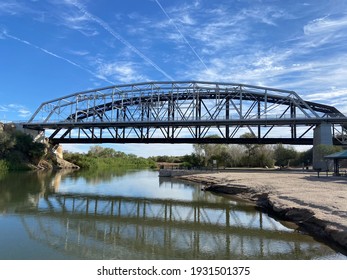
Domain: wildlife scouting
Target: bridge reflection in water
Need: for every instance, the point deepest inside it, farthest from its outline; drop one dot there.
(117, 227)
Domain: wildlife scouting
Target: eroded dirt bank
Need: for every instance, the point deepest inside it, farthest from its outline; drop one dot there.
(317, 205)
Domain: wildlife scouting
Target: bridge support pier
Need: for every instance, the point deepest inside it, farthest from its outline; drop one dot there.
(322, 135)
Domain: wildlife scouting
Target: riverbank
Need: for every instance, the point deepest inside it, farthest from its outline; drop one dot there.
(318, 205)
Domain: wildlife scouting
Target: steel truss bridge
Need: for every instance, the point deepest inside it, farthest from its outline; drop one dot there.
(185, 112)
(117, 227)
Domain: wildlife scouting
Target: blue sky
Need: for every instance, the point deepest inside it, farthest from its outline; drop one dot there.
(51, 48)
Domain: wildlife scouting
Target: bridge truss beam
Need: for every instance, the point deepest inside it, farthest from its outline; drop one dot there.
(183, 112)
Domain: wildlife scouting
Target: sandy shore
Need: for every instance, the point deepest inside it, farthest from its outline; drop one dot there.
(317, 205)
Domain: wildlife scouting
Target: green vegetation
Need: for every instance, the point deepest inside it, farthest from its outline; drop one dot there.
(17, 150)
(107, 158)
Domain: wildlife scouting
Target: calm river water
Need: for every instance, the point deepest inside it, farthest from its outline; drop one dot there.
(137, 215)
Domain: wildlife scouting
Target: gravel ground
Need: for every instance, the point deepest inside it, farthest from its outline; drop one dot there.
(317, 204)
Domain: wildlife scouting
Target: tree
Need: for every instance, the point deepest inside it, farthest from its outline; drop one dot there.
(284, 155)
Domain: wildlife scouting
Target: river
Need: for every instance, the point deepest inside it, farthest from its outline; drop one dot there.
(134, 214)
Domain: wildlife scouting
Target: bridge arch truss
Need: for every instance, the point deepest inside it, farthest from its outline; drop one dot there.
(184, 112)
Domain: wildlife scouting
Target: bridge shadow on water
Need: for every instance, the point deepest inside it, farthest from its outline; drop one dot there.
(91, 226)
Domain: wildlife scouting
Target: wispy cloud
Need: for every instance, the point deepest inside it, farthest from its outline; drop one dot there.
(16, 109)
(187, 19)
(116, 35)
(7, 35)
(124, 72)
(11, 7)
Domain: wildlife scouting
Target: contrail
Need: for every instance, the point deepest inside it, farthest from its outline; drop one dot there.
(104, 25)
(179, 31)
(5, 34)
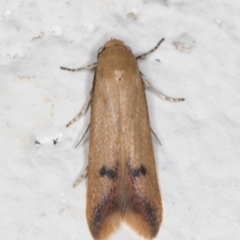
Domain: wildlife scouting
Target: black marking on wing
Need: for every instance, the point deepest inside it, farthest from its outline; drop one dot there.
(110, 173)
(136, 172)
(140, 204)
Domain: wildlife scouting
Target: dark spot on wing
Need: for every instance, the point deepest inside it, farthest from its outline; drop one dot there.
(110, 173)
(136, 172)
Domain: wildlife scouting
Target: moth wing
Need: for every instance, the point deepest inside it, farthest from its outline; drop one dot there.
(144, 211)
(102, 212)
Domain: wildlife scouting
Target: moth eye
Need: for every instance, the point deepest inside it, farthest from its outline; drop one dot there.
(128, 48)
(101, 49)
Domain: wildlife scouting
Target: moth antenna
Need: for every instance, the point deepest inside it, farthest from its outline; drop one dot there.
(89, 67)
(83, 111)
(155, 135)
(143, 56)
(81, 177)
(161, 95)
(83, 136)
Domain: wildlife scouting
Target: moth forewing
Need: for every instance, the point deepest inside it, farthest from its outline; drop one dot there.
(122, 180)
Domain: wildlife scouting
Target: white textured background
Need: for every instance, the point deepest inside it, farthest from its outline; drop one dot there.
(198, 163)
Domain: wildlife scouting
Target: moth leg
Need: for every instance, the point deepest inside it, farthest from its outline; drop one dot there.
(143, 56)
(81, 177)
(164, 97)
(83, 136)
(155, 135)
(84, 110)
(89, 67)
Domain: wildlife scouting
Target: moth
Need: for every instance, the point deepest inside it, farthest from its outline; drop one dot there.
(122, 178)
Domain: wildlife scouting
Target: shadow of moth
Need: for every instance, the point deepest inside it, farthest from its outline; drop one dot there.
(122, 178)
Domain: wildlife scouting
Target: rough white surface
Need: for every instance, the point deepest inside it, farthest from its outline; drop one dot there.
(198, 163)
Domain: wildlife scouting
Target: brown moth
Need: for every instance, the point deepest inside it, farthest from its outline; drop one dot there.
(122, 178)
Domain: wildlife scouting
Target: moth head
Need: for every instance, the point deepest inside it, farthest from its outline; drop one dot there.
---
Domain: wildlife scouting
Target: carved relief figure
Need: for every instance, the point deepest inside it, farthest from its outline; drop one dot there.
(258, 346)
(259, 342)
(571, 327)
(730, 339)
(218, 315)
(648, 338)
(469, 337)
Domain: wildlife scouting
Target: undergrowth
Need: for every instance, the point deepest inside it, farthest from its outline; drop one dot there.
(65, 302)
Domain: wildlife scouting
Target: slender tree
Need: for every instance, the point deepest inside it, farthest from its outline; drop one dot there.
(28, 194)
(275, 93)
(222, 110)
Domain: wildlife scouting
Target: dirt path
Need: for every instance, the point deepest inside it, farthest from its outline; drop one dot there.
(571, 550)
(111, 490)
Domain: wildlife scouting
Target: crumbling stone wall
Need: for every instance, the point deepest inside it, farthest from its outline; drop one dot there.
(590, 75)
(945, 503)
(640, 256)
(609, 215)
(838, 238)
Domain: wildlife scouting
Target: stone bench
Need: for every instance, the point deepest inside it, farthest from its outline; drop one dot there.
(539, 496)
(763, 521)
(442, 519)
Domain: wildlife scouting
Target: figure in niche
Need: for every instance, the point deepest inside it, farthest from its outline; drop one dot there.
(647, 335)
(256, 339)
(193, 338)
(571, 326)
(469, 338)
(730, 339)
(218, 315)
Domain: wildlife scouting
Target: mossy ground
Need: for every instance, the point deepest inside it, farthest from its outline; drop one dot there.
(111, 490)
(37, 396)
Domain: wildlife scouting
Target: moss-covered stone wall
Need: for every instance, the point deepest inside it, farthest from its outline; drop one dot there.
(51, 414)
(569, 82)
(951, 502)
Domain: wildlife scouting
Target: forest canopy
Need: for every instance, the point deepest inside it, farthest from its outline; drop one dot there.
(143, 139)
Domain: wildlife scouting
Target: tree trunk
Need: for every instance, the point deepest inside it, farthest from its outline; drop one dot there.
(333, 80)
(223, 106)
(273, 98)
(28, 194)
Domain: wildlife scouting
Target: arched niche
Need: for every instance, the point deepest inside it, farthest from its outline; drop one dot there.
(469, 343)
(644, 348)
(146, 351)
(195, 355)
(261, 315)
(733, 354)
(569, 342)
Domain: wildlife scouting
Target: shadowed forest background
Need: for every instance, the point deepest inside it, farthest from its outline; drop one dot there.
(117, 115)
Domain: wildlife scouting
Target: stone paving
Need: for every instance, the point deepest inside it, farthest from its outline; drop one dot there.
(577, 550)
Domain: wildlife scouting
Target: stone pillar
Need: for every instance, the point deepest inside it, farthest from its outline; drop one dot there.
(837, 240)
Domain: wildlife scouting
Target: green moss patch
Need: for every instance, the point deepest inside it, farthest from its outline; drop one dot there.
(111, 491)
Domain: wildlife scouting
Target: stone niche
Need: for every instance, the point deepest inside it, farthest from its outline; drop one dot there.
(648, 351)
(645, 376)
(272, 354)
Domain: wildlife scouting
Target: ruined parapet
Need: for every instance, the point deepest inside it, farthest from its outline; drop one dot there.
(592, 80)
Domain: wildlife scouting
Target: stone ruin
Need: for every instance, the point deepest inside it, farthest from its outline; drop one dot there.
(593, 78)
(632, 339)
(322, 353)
--
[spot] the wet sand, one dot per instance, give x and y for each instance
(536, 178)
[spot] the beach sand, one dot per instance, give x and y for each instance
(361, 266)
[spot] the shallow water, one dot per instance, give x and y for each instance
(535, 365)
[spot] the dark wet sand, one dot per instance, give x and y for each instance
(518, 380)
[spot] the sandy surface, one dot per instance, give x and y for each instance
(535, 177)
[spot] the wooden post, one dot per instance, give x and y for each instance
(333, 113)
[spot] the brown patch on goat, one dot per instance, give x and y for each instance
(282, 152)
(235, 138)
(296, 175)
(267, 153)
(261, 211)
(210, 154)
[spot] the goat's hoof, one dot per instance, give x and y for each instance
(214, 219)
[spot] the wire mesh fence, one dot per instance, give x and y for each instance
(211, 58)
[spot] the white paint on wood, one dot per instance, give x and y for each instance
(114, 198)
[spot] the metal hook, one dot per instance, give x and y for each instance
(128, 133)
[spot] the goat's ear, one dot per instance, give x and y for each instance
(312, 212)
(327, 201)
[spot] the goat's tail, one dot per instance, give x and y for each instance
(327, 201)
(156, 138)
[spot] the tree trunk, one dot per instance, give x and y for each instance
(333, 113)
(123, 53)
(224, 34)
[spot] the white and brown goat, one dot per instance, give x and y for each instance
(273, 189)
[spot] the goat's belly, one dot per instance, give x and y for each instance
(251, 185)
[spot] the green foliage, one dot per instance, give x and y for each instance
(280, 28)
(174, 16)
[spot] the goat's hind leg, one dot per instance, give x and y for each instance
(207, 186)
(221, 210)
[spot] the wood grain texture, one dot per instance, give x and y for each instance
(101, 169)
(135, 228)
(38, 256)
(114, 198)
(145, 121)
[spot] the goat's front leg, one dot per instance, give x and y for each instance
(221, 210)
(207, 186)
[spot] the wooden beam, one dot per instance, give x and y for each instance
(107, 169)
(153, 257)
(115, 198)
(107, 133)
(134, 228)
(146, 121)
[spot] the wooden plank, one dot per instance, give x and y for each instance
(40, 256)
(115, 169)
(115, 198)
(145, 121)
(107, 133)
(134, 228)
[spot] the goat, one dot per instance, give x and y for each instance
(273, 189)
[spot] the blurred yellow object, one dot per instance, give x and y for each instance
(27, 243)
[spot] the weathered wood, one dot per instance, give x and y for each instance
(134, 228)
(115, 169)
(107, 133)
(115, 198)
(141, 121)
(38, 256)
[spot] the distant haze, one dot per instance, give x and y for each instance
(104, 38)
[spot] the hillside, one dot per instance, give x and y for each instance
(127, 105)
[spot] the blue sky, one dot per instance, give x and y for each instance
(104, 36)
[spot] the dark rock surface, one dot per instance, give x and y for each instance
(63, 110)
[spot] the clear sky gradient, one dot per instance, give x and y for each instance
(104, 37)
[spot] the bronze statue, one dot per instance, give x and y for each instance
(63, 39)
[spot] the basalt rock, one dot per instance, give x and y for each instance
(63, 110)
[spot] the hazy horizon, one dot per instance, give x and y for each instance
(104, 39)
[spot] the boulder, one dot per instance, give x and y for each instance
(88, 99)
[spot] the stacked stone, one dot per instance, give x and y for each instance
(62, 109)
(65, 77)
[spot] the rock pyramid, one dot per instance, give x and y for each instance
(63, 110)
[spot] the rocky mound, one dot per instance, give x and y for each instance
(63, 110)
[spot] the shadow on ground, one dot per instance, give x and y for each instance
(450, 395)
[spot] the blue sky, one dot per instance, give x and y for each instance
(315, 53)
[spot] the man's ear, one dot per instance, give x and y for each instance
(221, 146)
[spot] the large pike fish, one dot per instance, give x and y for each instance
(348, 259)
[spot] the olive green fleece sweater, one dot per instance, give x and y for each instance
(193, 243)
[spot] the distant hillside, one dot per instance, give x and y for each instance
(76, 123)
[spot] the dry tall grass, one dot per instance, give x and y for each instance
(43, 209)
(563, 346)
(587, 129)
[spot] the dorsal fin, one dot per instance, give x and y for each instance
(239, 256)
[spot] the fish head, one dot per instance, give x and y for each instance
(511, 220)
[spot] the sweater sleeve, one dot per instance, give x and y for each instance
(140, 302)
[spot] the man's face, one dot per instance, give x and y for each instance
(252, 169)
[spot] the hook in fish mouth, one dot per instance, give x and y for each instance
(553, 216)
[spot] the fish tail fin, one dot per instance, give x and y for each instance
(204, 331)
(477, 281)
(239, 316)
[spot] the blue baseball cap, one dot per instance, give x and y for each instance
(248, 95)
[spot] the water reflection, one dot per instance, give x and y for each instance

● **Exercise objective**
In the listing above, find the line with "Target: bridge support pier" and the line with "Target: steel truss bridge"; output exactly those lines and all lines between them.

● **Completed task**
Target: bridge support pier
Need: for every instance, the point deepest inside it, farthest from its outline; drop one dot there.
(322, 135)
Domain: wildlife scouting
Target: riverbank
Need: for every instance, the point deepest inside it, farthest from its outline; drop one dot there.
(318, 205)
Domain: wildlife scouting
Target: steel truss bridge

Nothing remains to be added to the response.